### Provided text
----------------------------------------

Method to get underlying object #108

MarcoGorelli · 2023-03-14T16:02:04Z

Does there need to be a way to get back the underlying object?

I'm thinking about the pyjanitor clean_names example

Some user starts with a DataFrame (say, a pandas one) df, and calls clean_names(df). They would probably expect to get back what they started with, without caring that PyJanitor internally used the standard.

For example, PyJanitor could do

def clean_names(df, ...):
    df = dataframe_standard(df)  # or whatever the way to enable the standard will be
    df = ...  # clean names
    return df.dataframe  # return same type of DataFrame as was passed

So, should some .dataframe property be added, so that the library can "opt-out" of the standard once it has done all its work?

The text was updated successfully, but these errors were encountered:

rgommers · 2023-03-14T16:09:39Z

I think this is gh-85?

rgommers · 2023-03-14T16:11:19Z

Or if it's about regular API methods/functions, then those should already give back instances of the correct dataframe type, right? There's no separate object to convert to/from.

MarcoGorelli · 2023-03-14T17:25:04Z

My understanding was that the standard would be implemented as a separate class, with which would wrap the DataFrame, something like

class PandasStandardDataFrame:

    def __init__(self, df):
        _validate_df(df)  # check all columns are strings, no duplicate columns
        self.df = df

    def drop_column(self, label):
        return PandasDataFrame(self.df.drop(label, axis=1))

    def get_columns_by_name(self, names):
        if not isinstance(names, list) and not all(isinstance(name, str) for name in names):
            raise TypeError("Expected list of str")
        return PandasDataFrame(self.df.loc[:, names])

df  # pandas dataframe
df_standard = PandasStandardDataFrame(df)  # enable standard mode
df_standard = df_standard.drop_column("y")  # use some method from the standard
df_standard = df_standard.get_columns_by_name(["x_0", "x_1"])  # keep using methods from the standard
df = df_standard.df  # go back to having a pandas dataframe

If drop_column were to return a DataFrame of the correct type, then are you suggesting that the workflow be

df  # pandas dataframe
df = PandasStandardDataFrame(df).drop_column("y")  # use some method from the standard
df = PandasStandardDataFrame(df).get_columns_by_name(["x_0", "x_1"])  # use another method from the standard

?

rgommers · 2023-03-14T21:21:51Z

My understanding was that the standard would be implemented as a separate class

Ah fair enough, you are right here. I was applying my array intuition too much - we really need the separate dataframe class because we design with methods not functions.

----------------------------------------

### Dataset extract
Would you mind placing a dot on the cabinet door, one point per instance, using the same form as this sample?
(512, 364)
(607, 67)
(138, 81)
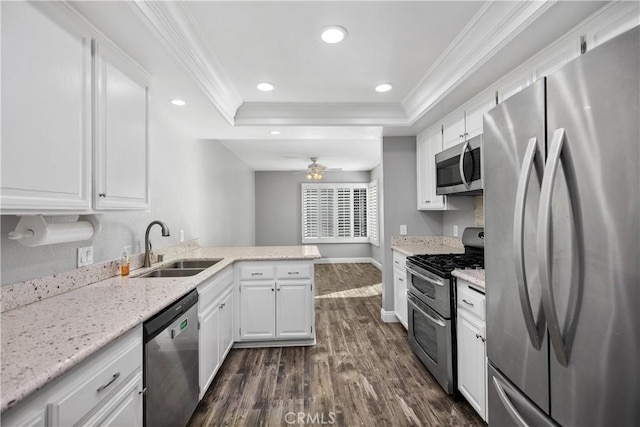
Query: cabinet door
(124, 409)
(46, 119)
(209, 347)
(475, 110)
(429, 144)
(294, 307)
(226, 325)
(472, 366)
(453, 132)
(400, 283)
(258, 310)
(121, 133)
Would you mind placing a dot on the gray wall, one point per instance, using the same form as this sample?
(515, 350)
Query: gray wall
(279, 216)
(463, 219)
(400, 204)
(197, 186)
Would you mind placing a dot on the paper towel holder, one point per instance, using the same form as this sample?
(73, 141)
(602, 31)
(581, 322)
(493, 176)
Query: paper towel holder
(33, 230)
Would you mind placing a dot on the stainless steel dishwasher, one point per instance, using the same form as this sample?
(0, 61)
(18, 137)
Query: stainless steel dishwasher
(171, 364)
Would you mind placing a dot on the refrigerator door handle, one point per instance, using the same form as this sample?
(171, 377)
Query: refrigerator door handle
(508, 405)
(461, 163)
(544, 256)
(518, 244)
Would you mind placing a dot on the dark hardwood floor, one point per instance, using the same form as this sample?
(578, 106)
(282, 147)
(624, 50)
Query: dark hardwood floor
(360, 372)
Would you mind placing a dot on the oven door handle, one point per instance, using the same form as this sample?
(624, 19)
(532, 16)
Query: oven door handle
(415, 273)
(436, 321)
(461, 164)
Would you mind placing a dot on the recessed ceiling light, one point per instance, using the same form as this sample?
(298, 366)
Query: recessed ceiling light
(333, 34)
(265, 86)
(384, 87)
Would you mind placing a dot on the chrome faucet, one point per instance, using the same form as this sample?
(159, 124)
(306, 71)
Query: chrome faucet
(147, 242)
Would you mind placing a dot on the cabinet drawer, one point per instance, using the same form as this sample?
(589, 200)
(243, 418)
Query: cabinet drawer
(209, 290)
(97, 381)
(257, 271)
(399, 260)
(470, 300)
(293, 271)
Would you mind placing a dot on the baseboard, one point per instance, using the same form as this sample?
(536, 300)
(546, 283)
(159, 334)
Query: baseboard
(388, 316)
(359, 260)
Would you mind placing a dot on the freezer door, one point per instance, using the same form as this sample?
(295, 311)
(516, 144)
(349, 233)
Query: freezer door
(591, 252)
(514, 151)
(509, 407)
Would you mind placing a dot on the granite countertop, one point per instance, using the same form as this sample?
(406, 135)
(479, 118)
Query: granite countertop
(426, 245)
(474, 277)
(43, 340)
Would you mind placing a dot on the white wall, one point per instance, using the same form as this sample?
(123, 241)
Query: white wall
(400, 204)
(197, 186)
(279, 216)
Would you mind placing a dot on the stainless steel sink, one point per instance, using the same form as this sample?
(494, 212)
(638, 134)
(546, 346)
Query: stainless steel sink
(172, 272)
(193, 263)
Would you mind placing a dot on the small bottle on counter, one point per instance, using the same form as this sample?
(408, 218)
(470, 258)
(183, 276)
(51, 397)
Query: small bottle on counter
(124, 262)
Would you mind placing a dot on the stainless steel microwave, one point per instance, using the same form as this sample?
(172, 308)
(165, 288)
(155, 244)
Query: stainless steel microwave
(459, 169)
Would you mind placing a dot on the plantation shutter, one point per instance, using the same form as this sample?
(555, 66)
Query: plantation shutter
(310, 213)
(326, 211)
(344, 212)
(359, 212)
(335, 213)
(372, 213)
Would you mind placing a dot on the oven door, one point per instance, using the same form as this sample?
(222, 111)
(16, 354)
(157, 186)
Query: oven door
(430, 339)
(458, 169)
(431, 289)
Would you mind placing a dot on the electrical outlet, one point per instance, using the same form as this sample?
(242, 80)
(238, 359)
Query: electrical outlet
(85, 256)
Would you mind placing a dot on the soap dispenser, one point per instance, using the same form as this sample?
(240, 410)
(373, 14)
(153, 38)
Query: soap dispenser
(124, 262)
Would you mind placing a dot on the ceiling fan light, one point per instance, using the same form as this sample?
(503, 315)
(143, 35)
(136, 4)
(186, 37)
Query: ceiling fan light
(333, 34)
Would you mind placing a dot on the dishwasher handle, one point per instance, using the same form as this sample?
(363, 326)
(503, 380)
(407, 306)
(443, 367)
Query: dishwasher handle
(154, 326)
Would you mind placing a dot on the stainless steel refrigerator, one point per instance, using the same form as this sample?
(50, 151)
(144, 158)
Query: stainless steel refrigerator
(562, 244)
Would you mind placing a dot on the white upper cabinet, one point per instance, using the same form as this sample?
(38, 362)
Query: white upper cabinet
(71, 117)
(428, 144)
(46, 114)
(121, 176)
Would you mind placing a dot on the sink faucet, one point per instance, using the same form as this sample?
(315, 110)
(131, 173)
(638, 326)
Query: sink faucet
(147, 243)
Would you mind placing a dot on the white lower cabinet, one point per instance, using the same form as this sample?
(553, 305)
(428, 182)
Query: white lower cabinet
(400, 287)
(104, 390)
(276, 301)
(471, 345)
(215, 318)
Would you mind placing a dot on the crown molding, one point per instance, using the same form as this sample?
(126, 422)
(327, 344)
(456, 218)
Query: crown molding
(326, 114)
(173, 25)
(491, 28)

----------------------------------------

### Problems to solve
1. Name every method defined in the PandasStandardDataFrame class in the issue thread.
2. From the issue thread, quote the stretch from "Some user starts" through "all its work?".
Rely on the issue thread alone.

### Solutions
1. __init__, drop_column, get_columns_by_name

2.
Some user starts with a DataFrame (say, a pandas one) df, and calls clean_names(df). They would probably expect to get back what they started with, without caring that PyJanitor internally used the standard.

For example, PyJanitor could do

def clean_names(df, ...):
    df = dataframe_standard(df)  # or whatever the way to enable the standard will be
    df = ...  # clean names
    return df.dataframe  # return same type of DataFrame as was passed

So, should some .dataframe property be added, so that the library can "opt-out" of the standard once it has done all its work?